(Beginning of Text segment)

Chemo ages you.
I’m convinced of that.
Just over one year ago I was walking a mile every day to work, and sometimes another mile between offices during the day.
Yesterday, I had done one load of laundry, one load of dishes, made lunch for Michaela and Ken, and then lunch and tea for myself, and after than my legs were heavy and my feet were in pain.
It amazes me to think that a mere 14 years ago I was stomping all over London and the British countryside for 10 weeks, and I was rarely as tired as I am right now.
Grieving what was
I’m grieving today. Grieving for the young woman I once was. I didn’t appreciate what I had at the time. I guess everyone wants what they don’t have, somehow believing it better than what they do have. I regretted my large pores, my broad forehead, my prominent chin.
Like most women, I tried in vain to shrink my pores.
For a long time, I wore my hair long, and kept it pulled back from my face, even as I looked at my reflection in disgust, considering my giant forehead.
And I actually considered plastic surgery to “dock” my out-there chin.

(End of Text segment)
(Beginning of Data records)

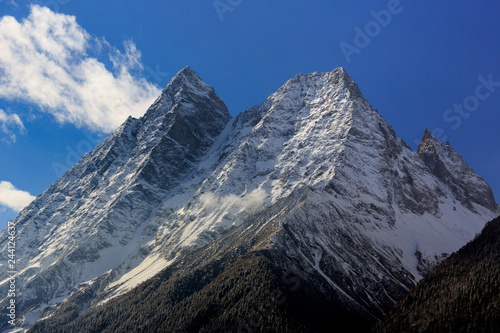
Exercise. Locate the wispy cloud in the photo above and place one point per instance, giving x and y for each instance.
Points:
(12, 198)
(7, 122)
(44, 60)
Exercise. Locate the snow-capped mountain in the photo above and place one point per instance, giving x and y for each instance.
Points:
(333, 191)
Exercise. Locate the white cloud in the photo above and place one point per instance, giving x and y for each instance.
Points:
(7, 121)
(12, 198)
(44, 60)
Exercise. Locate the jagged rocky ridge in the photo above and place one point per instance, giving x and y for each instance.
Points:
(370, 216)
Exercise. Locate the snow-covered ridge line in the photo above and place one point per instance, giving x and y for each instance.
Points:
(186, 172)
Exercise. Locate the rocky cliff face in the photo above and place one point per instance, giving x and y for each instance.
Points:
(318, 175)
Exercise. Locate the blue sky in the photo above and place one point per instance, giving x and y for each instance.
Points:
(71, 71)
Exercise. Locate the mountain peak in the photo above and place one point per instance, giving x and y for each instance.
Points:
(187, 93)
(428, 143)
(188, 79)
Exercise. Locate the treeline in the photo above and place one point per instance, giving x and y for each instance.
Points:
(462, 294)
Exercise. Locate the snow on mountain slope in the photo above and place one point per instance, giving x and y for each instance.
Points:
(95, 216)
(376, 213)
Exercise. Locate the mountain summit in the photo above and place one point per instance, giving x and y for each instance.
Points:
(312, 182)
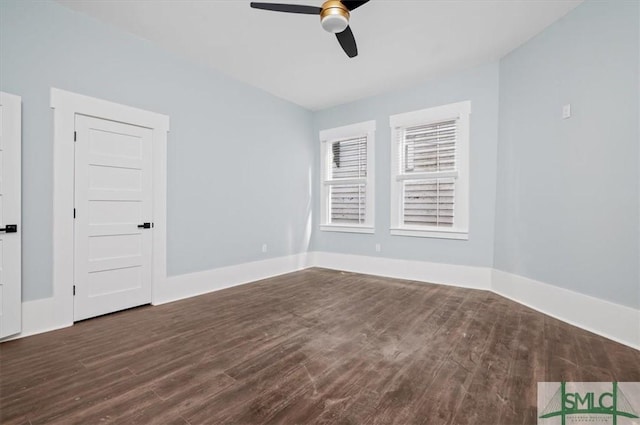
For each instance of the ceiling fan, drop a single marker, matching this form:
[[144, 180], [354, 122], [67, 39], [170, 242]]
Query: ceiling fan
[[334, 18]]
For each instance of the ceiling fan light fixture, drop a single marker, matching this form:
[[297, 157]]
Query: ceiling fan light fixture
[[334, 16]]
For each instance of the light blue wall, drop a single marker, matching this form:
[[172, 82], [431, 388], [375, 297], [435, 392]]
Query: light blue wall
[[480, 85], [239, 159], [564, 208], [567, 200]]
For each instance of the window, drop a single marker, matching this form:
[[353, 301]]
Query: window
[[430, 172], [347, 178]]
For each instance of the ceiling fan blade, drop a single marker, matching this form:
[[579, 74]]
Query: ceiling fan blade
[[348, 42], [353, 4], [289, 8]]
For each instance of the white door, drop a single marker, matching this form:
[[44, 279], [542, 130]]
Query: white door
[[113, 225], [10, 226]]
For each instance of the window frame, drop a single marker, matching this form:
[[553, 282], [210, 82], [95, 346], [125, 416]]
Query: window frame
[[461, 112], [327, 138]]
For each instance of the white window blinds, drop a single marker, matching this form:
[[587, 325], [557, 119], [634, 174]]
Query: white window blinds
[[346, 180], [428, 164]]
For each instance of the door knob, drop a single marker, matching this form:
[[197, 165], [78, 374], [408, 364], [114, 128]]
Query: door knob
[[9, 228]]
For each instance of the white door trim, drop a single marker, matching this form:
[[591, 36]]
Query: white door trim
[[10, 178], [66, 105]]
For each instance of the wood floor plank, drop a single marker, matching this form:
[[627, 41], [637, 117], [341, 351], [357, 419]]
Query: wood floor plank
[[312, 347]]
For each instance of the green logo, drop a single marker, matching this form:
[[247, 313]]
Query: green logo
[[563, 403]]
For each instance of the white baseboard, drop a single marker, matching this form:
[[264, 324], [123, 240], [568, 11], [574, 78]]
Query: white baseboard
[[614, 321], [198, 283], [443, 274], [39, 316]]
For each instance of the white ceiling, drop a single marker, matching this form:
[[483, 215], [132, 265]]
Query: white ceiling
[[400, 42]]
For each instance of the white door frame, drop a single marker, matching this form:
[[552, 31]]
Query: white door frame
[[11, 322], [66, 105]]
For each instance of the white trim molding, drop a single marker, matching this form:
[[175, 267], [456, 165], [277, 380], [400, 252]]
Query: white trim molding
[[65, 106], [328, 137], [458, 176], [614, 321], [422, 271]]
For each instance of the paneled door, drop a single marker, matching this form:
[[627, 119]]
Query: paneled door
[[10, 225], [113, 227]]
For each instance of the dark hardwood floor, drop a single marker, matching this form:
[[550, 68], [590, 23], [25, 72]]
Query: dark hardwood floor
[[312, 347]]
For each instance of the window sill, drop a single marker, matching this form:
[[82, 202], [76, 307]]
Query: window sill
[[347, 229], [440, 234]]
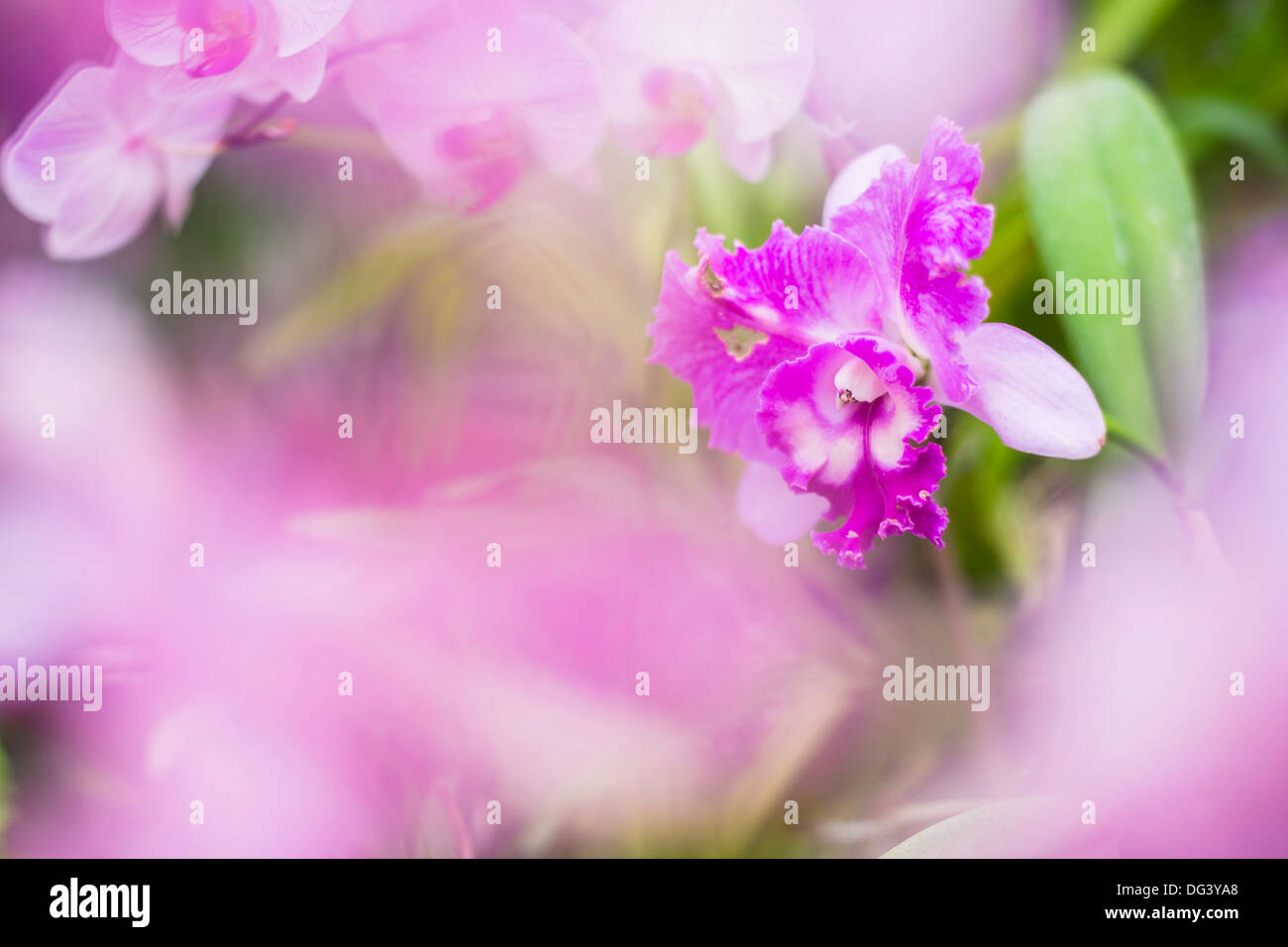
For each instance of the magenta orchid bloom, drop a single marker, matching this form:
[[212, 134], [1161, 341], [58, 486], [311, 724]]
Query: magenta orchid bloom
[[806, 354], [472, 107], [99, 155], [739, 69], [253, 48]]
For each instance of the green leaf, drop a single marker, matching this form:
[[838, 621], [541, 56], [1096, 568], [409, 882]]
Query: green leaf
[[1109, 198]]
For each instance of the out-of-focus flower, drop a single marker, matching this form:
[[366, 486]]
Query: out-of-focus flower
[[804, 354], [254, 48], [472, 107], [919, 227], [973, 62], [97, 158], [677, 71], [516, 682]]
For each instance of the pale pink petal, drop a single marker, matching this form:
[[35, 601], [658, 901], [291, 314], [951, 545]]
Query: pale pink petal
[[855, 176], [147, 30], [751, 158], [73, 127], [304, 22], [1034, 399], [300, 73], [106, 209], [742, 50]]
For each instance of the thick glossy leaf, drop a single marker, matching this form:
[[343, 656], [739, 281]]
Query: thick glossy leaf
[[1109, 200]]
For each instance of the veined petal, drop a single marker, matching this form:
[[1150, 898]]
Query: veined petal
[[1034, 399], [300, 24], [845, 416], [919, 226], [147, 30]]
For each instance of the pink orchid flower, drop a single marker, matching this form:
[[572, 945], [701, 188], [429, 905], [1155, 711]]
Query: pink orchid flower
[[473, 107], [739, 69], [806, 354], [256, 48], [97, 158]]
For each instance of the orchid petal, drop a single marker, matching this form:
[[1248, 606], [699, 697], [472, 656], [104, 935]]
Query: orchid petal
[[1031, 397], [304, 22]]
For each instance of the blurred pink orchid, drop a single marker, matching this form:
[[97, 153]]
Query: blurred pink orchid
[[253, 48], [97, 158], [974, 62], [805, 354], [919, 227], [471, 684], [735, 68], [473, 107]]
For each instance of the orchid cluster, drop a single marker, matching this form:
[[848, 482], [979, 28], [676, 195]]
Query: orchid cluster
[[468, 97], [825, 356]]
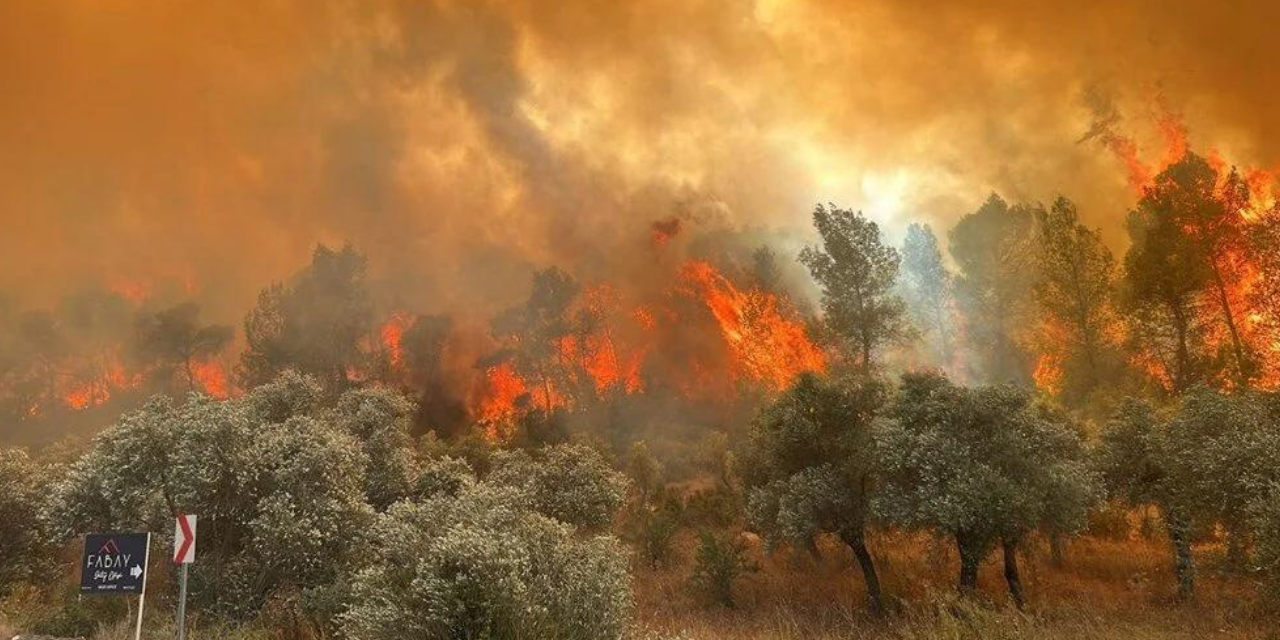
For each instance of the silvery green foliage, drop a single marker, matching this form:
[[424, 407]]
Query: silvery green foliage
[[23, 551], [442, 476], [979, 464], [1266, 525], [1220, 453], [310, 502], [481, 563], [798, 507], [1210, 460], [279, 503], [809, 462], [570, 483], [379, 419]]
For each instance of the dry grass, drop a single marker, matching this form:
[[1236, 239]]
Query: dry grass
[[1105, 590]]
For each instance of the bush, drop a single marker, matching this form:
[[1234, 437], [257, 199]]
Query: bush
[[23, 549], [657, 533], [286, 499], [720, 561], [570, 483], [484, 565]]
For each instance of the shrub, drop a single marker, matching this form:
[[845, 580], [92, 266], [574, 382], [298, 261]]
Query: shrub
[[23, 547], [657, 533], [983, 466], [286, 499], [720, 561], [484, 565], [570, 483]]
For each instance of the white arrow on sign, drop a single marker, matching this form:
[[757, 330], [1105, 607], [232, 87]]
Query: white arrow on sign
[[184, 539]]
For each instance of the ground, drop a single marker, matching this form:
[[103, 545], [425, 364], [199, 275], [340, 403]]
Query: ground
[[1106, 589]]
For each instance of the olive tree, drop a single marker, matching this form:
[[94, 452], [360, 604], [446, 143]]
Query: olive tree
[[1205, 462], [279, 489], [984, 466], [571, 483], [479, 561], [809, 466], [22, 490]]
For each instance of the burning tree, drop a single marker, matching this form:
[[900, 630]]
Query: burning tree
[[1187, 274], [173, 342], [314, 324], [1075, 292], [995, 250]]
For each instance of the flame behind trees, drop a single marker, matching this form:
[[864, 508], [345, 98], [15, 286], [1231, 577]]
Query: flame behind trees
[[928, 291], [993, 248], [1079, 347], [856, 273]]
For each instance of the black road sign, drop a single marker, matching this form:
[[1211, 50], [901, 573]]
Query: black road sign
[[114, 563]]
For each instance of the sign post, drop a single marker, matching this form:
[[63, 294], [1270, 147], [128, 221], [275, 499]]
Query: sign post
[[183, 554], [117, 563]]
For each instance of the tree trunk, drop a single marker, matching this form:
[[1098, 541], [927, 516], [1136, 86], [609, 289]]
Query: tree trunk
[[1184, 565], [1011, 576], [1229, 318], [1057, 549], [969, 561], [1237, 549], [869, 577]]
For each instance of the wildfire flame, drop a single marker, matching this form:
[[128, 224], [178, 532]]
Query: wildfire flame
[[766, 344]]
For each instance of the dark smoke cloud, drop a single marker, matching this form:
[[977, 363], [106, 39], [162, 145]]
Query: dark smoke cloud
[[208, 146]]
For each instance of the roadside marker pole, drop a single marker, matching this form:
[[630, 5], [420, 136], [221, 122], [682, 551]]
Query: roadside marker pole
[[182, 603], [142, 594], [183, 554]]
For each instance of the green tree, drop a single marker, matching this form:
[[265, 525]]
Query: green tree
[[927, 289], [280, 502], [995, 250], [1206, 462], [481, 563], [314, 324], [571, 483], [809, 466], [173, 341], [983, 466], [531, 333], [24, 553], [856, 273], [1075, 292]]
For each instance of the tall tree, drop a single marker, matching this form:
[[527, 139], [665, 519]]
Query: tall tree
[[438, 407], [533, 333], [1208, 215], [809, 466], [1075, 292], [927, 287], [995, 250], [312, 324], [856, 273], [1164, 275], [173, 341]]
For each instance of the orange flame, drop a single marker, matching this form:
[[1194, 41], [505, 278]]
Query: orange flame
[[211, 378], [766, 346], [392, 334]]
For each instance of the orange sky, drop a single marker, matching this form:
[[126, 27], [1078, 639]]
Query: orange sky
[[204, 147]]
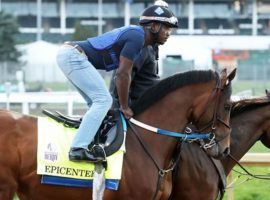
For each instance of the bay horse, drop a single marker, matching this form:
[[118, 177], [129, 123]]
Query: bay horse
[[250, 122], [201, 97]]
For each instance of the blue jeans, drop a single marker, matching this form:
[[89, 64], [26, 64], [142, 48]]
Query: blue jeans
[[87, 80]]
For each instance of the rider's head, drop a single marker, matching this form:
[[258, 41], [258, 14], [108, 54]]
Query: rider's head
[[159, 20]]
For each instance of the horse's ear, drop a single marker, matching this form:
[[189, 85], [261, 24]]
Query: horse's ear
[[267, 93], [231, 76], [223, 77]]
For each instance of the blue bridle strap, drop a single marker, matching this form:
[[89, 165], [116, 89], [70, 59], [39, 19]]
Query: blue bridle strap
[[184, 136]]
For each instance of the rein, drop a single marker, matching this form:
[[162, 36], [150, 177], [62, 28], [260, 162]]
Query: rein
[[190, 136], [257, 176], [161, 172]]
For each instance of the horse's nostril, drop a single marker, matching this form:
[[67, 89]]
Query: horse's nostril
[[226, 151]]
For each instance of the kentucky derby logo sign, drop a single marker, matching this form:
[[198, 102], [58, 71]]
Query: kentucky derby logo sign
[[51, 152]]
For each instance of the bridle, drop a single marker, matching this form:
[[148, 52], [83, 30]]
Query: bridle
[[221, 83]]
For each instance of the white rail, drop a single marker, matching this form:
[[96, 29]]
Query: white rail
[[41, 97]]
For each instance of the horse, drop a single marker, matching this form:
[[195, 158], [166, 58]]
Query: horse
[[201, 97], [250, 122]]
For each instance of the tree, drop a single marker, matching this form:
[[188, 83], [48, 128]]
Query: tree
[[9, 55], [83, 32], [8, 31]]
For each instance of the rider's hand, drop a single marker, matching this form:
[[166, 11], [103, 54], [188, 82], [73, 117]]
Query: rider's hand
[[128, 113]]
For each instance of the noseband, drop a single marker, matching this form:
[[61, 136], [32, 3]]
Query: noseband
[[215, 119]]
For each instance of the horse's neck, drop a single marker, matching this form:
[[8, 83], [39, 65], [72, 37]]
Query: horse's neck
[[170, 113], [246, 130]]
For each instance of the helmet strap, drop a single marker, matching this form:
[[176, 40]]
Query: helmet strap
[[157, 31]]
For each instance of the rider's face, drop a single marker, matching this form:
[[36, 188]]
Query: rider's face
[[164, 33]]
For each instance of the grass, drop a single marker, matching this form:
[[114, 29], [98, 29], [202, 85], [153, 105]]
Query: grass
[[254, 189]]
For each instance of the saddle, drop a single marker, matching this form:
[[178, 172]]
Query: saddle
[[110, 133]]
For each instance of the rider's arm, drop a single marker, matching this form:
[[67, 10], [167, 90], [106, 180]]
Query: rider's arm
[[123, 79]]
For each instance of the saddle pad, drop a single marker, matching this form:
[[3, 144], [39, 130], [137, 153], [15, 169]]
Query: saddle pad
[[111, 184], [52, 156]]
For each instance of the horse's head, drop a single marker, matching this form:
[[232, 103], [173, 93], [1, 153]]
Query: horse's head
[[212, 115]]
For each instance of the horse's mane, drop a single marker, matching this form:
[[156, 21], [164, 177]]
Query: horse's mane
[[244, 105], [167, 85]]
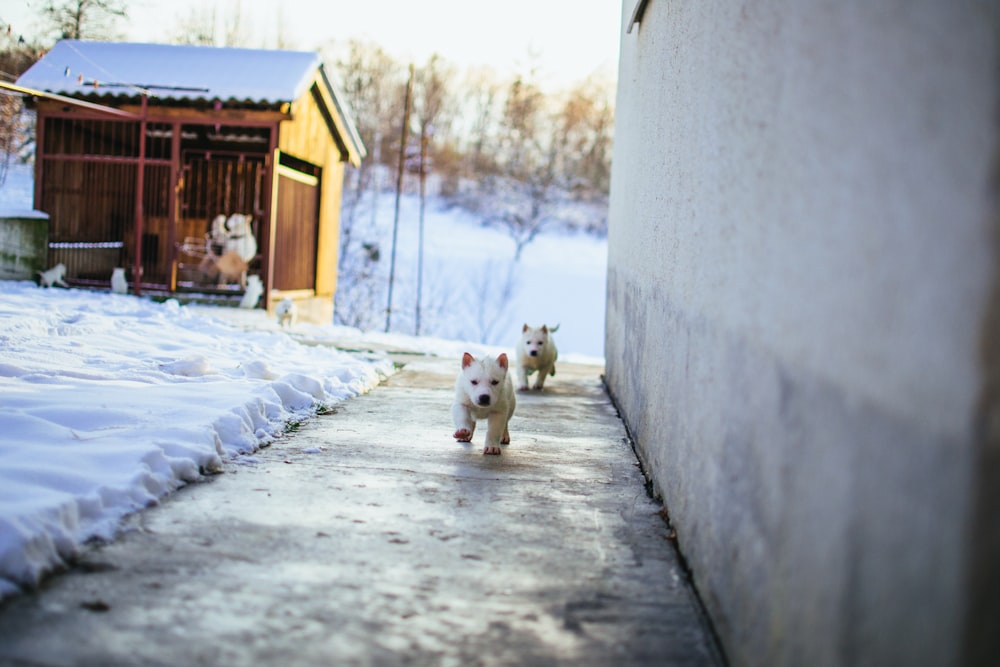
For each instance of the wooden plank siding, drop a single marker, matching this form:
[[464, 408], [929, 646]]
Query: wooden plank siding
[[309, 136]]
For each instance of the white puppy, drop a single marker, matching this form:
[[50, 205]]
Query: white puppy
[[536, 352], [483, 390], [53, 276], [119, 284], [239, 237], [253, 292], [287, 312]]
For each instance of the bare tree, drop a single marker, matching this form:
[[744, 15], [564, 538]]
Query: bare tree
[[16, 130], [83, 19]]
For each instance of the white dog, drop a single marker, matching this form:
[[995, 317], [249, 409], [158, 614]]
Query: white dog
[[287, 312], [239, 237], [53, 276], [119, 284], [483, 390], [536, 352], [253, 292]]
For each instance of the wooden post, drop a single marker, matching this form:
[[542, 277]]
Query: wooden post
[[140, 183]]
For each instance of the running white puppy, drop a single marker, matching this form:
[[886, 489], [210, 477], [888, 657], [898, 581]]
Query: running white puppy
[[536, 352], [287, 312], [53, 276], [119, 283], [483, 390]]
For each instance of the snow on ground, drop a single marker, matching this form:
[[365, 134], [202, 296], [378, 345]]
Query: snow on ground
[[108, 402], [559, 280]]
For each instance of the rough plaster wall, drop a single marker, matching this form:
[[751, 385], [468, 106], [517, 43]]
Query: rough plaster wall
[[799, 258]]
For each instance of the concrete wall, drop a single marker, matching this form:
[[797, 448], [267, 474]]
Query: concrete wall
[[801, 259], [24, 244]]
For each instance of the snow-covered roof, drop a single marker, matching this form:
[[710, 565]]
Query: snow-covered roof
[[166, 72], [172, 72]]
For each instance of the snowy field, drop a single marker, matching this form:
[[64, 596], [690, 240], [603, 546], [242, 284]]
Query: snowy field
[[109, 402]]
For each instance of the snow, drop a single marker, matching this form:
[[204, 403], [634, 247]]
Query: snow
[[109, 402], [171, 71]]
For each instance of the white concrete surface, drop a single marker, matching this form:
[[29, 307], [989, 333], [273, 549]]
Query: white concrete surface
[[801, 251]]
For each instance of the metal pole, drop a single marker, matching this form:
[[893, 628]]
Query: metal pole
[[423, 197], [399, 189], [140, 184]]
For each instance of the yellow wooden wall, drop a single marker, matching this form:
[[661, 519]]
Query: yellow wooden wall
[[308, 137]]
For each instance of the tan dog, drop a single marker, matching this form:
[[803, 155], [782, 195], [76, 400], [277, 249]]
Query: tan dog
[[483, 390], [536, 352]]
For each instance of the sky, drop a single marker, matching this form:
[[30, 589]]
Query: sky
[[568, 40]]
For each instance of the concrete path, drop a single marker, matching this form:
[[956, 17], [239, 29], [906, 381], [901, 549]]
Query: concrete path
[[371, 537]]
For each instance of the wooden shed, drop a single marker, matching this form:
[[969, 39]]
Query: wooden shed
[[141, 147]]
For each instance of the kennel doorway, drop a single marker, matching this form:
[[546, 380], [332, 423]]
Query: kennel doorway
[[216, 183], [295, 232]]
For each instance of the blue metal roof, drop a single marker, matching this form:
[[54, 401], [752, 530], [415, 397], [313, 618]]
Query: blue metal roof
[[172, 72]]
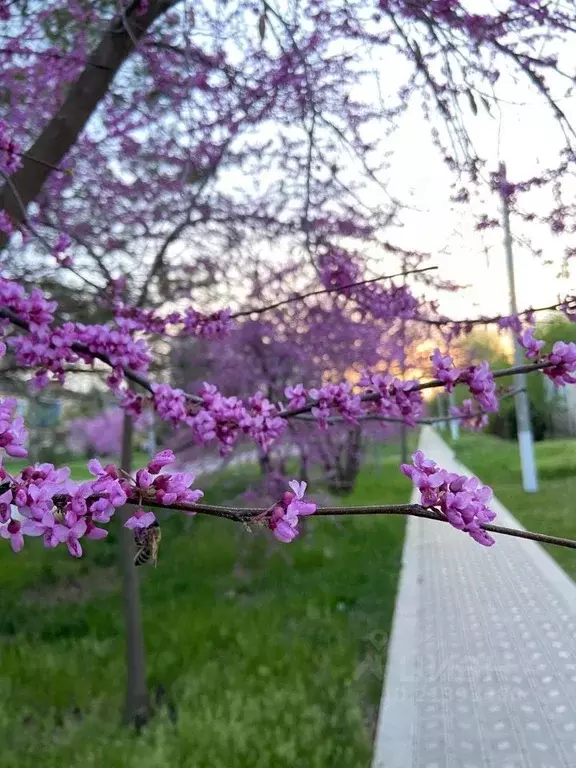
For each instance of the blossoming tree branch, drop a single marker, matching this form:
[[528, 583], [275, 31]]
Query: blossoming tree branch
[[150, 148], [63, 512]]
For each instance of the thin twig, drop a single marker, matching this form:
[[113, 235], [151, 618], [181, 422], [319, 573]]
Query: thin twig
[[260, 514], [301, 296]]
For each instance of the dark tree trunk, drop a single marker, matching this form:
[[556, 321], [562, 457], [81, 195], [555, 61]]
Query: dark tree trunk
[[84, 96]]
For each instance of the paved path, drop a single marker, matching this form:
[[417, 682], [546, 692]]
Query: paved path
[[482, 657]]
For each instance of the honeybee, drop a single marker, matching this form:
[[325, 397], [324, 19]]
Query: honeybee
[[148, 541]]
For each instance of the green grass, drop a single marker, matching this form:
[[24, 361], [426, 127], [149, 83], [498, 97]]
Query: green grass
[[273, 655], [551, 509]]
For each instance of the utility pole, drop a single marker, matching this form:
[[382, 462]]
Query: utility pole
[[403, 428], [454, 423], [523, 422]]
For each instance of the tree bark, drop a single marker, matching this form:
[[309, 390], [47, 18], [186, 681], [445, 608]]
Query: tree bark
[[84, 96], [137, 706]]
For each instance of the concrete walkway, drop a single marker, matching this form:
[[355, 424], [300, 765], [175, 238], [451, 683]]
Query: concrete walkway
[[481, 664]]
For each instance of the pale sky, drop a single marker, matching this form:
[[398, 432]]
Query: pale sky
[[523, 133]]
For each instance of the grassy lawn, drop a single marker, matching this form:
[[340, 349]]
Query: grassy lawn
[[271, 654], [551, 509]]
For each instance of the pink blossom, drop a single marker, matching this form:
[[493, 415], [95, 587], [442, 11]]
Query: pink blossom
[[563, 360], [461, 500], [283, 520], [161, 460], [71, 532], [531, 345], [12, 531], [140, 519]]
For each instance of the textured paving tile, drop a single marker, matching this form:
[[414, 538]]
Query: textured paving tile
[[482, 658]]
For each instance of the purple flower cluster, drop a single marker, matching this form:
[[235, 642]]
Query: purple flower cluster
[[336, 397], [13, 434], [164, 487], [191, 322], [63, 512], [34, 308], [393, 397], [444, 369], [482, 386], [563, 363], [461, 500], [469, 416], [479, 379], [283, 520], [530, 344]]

(End of Data records)

> **What you are asked to do**:
List every physical feature the writer of the chemo essay says she regretted as a young woman.

> **Worked solution**:
Large pores, broad forehead, prominent chin